Se debe seguir: Nuevamente el paisaje se circunscribe al escalón acogedor y a la suela encramponada del bototo del compañero de arriba, vista echando un poco hacia atrás la cabeza. Pero a estas alturas ya hay acostumbramiento a la verticalidad y gozo de la escalada sobre el vacío. Gran euforia al salir al filo cimero, aumentada por la cercanía accesible de la cumbre, curiosamente amplia.

La cumbre es el lugar mas seguro del Illiniza Sur. He estado dos veces en ella y en ambas oportunidades hubo un silencio inmóvil, una impresión de estar suspendidos en el espacio, en un ambiente de niebla algodonosa. Y en ambas oportunidades hubo también una explosión de júbilo inicial, reacción lógica tras la dura lucha sostenida, que cedió paso de inmediato a la preocupación indisimulada del descenso. Horas más tarde, al calor de la sopa humeante, cien comentarios que ya se transforman en otros tantos recuerdos. ¿No es más hermoso el recuerdo cuanto más difícil ha sido nuestra acción?

A montañas hermosas nombres aún más hermosos. Indígenas en un alto porcentaje, dichos topónimos me cautivaron desde un comienzo por su sonoridad. Hice luego de ellos un pequeño estudio etimológico que me permitió confirmar lo que siempre he pensado del nombrador indio: no sólo poseyó la virtud innata de la belleza eufónica, sino que tuvo un sentido poético intenso al bautizar las que fueron morada de sus dioses, !Y Ecuador ha tenido el buen gusto de no cambiarlos!

──────────────────────────────

== Instrucciones ==
Responde a partir del fragmento sobre el Illiniza Sur:
(a) ¿Cuántas veces ha estado en la cumbre la persona que narra?
(b) ¿Cómo se describe la cumbre al salir al filo cimero?
(c) ¿Qué ha tenido Ecuador el buen gusto de no hacer?
Responde basándote solo en el fragmento.

──────────────────────────────

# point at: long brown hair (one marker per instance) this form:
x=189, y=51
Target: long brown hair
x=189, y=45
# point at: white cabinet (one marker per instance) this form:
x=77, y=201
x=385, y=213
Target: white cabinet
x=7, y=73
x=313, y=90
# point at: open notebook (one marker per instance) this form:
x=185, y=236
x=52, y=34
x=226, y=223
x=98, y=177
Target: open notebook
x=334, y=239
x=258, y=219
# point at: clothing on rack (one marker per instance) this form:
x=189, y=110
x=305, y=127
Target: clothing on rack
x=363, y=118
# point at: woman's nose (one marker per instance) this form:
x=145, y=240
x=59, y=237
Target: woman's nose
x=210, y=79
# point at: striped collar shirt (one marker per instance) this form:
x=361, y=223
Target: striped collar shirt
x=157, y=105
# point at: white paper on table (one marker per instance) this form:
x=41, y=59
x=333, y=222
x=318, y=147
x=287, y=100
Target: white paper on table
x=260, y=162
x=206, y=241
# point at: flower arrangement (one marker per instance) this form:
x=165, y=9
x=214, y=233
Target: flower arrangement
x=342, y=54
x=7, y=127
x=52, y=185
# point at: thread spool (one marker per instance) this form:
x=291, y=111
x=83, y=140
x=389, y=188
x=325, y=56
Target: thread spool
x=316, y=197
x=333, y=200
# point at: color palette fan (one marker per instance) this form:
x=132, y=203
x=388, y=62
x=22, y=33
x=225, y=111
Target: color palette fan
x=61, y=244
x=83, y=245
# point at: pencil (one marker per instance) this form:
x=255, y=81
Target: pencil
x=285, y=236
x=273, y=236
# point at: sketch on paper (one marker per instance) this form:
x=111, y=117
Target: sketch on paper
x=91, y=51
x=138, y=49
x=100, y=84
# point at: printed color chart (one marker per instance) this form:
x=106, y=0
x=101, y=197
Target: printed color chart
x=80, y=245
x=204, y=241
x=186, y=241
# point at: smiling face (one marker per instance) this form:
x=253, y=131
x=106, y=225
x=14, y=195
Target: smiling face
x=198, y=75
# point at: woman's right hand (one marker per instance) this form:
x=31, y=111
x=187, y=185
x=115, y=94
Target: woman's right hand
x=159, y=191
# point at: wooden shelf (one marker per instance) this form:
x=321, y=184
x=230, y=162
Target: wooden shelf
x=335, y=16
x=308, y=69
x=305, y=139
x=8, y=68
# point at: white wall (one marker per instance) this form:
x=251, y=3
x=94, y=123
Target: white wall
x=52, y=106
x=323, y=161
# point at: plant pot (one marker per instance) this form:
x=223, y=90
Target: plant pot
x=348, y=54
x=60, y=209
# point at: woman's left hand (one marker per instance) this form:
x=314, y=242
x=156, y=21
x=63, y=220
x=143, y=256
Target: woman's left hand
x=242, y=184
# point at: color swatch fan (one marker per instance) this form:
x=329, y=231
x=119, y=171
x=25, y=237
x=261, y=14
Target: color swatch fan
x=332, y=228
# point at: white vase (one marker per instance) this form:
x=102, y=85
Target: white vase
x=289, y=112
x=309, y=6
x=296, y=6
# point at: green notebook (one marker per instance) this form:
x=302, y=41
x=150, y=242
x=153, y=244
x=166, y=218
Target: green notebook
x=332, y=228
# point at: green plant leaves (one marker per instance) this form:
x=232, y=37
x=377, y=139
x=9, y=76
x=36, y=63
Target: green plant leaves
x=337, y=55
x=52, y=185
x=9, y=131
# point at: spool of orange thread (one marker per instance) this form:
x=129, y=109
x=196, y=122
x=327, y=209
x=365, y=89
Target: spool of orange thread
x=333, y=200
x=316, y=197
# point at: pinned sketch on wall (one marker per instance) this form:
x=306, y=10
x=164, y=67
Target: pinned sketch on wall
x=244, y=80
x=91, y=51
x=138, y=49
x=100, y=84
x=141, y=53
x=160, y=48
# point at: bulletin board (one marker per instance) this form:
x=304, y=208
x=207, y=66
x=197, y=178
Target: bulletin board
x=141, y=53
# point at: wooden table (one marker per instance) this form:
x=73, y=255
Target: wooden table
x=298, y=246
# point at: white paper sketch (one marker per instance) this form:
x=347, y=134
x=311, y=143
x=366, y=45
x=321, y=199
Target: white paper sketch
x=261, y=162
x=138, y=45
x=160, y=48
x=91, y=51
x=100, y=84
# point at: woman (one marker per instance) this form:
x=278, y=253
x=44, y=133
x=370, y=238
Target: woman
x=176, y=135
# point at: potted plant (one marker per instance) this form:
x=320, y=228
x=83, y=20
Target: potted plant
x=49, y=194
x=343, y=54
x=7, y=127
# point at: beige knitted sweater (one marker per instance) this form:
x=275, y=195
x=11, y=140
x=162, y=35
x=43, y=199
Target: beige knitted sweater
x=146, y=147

──────────────────────────────

== Respuesta correcta ==
(a) Dos veces.
(b) Curiosamente amplia.
(c) No cambiar los nombres de sus montañas.